SUPPLIED MATERIAL section start

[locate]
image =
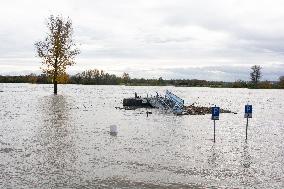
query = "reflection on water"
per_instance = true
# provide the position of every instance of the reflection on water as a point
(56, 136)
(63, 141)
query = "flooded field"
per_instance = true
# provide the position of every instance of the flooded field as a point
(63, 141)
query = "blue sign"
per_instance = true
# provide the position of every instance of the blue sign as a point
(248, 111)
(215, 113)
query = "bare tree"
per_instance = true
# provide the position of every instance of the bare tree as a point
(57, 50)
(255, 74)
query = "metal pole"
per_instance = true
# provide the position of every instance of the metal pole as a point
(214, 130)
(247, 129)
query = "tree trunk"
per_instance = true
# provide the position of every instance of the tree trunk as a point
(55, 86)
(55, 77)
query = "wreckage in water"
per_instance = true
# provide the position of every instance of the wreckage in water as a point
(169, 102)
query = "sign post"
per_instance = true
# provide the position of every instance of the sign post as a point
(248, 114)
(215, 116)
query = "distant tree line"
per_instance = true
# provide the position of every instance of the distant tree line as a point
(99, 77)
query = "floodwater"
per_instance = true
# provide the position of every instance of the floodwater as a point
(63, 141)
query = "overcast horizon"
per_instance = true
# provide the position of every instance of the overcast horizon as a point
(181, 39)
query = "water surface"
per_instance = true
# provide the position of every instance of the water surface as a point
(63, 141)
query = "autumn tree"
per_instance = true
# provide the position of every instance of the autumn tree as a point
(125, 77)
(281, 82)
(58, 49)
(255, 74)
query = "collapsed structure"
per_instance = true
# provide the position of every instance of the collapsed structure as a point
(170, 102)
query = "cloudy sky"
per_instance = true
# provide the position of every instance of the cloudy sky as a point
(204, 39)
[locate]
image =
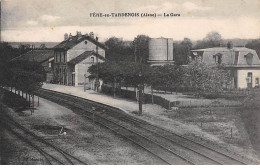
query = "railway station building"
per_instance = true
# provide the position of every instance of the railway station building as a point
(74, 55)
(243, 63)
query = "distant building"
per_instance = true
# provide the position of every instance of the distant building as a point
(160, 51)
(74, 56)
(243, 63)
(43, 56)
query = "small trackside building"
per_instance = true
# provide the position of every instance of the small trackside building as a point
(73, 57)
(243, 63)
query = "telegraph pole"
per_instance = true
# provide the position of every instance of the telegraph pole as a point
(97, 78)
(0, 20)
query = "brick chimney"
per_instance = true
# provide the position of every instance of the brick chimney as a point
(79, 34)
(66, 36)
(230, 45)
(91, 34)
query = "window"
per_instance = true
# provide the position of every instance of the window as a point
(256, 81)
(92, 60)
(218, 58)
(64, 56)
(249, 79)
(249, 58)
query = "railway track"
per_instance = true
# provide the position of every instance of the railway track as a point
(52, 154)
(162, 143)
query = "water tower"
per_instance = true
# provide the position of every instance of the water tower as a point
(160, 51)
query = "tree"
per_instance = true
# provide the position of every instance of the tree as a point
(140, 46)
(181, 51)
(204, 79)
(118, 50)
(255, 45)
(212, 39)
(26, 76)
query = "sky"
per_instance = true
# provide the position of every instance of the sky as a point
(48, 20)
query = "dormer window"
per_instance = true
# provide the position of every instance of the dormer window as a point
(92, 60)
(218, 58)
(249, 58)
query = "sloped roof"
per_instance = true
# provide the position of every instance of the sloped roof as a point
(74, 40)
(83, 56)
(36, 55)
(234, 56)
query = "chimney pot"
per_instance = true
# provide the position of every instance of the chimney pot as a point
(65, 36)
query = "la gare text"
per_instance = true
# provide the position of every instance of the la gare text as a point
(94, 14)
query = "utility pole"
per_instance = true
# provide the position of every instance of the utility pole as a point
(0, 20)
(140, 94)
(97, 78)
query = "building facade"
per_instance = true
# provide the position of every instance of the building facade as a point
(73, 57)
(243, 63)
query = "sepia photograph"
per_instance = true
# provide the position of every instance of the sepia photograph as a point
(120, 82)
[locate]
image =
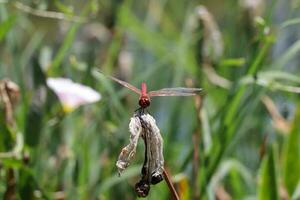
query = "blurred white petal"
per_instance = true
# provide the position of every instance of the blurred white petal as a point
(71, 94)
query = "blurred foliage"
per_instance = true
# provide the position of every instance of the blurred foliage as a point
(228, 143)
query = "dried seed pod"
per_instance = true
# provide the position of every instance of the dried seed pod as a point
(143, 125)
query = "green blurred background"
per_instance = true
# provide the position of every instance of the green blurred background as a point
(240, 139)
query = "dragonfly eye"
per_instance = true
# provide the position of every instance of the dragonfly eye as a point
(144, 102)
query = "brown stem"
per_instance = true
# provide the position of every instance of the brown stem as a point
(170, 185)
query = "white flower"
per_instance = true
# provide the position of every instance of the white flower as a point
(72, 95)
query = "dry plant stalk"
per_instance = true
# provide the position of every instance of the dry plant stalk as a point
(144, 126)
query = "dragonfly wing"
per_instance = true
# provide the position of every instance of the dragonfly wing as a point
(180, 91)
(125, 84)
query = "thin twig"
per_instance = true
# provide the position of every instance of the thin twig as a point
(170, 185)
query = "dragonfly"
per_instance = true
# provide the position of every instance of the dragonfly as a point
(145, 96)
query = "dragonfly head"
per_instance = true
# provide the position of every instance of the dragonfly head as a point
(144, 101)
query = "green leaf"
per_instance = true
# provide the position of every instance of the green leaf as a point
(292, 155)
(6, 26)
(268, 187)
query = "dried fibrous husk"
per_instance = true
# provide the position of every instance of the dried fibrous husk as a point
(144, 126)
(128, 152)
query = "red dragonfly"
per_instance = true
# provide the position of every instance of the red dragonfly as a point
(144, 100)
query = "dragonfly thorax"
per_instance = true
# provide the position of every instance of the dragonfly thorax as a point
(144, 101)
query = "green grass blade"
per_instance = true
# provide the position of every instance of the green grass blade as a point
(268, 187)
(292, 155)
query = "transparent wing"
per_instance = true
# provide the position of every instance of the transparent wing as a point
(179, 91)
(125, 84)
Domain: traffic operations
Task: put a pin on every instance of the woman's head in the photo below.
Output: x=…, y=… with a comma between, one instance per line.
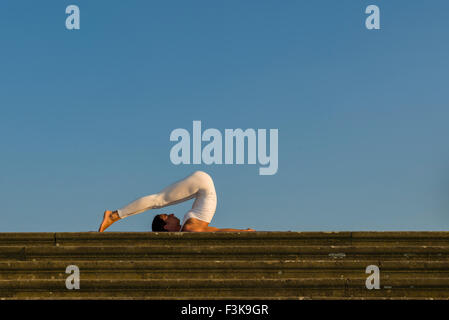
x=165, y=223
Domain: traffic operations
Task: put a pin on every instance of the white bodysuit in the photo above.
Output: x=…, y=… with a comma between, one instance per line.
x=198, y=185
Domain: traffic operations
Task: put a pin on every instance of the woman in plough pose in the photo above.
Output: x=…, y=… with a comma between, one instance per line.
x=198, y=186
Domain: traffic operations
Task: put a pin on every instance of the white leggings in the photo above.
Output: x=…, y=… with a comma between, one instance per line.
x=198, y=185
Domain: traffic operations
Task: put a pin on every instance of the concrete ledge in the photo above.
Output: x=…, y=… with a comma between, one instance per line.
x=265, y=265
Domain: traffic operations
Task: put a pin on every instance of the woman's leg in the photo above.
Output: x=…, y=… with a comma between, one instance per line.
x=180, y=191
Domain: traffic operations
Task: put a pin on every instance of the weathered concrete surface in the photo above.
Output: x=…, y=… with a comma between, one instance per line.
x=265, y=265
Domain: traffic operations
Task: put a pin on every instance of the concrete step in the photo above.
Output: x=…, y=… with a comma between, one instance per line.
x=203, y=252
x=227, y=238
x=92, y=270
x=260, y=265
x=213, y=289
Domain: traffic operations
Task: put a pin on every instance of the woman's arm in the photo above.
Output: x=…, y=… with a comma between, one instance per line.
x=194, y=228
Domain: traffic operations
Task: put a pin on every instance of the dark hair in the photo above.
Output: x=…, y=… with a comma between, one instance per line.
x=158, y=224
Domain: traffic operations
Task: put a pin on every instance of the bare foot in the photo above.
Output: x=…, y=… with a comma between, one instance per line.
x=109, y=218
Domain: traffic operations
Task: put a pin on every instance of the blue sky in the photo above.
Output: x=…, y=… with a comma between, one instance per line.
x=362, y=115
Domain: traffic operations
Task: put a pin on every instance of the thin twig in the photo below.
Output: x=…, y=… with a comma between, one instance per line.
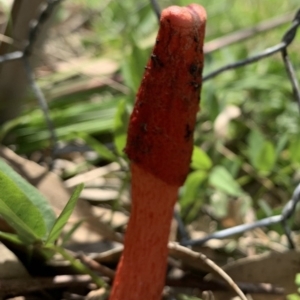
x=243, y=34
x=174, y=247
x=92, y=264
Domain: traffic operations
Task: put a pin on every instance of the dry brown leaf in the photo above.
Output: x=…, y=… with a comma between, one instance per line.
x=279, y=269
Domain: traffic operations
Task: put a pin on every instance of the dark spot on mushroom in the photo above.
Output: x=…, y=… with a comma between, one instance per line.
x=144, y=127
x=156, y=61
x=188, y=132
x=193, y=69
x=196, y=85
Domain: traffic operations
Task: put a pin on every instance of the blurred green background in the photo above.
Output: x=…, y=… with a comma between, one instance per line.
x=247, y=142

SUPPLIED MATERIAL section end
SUPPLIED MATERIAL section start

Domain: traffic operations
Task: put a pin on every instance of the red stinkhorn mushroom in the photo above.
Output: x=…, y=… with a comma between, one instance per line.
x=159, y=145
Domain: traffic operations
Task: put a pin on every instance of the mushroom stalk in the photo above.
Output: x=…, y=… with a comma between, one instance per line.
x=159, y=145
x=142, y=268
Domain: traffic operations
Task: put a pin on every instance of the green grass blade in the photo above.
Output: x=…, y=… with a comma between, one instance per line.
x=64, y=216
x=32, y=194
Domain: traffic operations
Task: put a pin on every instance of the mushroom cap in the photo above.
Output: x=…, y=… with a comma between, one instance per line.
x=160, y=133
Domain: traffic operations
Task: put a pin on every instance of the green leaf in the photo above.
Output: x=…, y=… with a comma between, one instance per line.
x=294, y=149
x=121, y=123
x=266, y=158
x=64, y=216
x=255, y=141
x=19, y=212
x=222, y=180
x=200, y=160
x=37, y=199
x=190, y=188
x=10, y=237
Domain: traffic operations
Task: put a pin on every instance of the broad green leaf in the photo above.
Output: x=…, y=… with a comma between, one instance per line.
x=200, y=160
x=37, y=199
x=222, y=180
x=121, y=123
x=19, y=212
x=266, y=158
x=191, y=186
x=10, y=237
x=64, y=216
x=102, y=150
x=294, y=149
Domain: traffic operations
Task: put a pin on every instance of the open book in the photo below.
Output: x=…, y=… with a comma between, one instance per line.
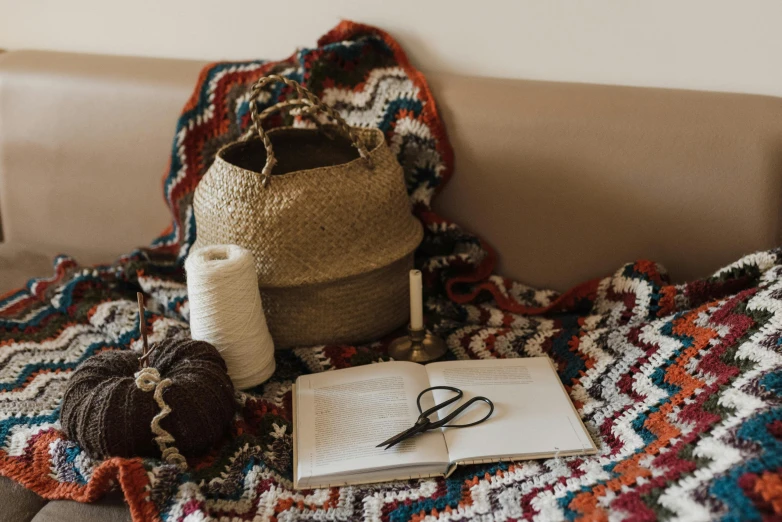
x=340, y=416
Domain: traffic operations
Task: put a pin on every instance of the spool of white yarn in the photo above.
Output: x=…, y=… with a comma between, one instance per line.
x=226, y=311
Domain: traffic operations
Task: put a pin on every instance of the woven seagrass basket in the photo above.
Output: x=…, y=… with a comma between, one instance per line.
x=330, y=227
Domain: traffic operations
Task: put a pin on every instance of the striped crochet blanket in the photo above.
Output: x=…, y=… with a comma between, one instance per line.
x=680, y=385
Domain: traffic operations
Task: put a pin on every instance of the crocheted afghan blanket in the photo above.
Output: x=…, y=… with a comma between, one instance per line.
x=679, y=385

SUPPLIED MATERIAL section end
SUPPLIED MATERIAL section start

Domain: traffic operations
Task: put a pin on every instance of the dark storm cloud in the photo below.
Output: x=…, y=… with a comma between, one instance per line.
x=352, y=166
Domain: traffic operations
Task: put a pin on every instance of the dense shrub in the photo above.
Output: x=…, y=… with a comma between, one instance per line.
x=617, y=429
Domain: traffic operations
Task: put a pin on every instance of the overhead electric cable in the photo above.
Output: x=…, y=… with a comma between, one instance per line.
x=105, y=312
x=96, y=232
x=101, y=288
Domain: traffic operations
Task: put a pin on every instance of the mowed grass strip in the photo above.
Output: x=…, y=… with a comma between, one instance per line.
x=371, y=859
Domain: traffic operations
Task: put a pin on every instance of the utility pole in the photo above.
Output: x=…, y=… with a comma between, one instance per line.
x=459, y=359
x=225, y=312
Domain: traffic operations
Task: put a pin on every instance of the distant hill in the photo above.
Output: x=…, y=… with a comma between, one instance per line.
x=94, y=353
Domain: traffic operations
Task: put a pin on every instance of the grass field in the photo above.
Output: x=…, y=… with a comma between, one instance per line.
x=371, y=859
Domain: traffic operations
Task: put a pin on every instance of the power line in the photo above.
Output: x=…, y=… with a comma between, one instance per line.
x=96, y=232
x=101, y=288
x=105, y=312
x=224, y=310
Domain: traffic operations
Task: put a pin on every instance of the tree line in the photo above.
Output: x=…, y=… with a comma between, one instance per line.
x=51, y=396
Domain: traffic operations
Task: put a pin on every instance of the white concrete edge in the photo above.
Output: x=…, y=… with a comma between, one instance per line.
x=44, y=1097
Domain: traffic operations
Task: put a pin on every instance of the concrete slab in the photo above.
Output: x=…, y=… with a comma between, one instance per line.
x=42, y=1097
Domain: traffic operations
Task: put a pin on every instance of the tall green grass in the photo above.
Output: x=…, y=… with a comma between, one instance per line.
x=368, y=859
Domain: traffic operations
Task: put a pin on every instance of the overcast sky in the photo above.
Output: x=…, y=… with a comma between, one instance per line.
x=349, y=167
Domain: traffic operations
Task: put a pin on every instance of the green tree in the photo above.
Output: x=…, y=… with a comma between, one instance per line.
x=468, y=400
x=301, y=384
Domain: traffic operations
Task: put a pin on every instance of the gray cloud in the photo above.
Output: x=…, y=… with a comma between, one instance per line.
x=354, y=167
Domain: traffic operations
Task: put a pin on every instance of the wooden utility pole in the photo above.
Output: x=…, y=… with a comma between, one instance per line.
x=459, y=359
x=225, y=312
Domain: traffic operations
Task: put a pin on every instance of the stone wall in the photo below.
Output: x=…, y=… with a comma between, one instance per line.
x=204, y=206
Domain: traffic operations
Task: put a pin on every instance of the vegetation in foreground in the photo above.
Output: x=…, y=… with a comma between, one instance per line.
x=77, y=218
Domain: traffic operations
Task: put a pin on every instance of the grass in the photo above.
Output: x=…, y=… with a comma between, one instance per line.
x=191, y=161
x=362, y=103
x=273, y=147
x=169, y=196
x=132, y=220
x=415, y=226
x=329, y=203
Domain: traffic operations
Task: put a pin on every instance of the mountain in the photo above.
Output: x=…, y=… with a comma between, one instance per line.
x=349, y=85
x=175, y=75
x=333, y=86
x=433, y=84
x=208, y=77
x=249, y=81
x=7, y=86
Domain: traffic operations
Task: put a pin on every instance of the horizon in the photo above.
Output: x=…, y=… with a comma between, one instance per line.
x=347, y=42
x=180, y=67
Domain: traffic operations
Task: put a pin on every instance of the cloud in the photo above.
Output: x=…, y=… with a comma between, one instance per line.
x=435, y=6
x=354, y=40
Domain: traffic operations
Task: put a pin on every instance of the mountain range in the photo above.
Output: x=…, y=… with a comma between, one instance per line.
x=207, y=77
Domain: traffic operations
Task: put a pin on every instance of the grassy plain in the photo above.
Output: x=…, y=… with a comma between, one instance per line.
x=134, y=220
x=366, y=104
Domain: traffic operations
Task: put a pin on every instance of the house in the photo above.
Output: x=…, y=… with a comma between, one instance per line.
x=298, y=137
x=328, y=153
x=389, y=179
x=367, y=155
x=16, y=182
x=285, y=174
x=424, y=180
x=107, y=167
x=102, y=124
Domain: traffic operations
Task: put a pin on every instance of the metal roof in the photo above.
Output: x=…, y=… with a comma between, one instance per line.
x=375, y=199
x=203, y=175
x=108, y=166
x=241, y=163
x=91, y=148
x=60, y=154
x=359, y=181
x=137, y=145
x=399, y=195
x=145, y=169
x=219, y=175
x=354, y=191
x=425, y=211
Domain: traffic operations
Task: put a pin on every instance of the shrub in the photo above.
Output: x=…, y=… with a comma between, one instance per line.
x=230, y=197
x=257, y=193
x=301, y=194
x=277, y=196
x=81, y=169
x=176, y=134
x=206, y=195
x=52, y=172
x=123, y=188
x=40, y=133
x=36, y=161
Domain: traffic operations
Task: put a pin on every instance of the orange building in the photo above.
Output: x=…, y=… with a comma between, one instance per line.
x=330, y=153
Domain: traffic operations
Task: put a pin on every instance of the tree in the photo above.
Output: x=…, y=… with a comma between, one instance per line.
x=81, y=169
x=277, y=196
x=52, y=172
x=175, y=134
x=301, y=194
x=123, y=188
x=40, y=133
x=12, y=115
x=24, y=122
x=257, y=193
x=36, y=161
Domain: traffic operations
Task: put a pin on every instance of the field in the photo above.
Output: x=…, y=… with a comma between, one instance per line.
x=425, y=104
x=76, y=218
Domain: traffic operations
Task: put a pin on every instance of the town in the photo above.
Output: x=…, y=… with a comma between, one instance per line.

SUPPLIED MATERIAL section end

TASK DIRECTIONS: Everything above from the line containing "Task: put a pin on every instance of the tall" through the line containing "Task: put a pin on every instance of the grass in" must be copied exactly. Nothing outside that range belongs in the answer.

WRITTEN ANSWER:
Task: put a pin on every instance of the tall green grass in the photo above.
Output: x=…, y=… with a comma between, one instance per line.
x=368, y=859
Domain: traffic operations
Task: put a pin on every instance of the overcast sky in the photo above.
Output: x=…, y=… with a comma between, one instance per line.
x=349, y=167
Domain: traffic operations
Task: put a pin on every instance of the green tree in the photo above.
Output: x=…, y=… with a comma between, one instance per line.
x=468, y=400
x=301, y=384
Domain: traffic operations
Task: put a pin on every instance of the gray cloud in the photo above.
Output: x=…, y=… with a comma between, one instance per line.
x=354, y=167
Domain: traffic operations
Task: put a pin on every instance of the wooden utility pole in the photo above.
Output: x=…, y=… with a comma between, one instance per line.
x=459, y=359
x=225, y=312
Domain: traffic operations
Task: put a pin on every instance of the stone wall in the photo below.
Output: x=…, y=… with a comma between, one instance per line.
x=204, y=206
Domain: traffic operations
Task: put a pin on every instance of the vegetation in foreground in the photo above.
Output: x=…, y=… with a comma between, one instance per line.
x=77, y=218
Domain: traffic operations
Task: put a pin on every instance of the grass in the photo above.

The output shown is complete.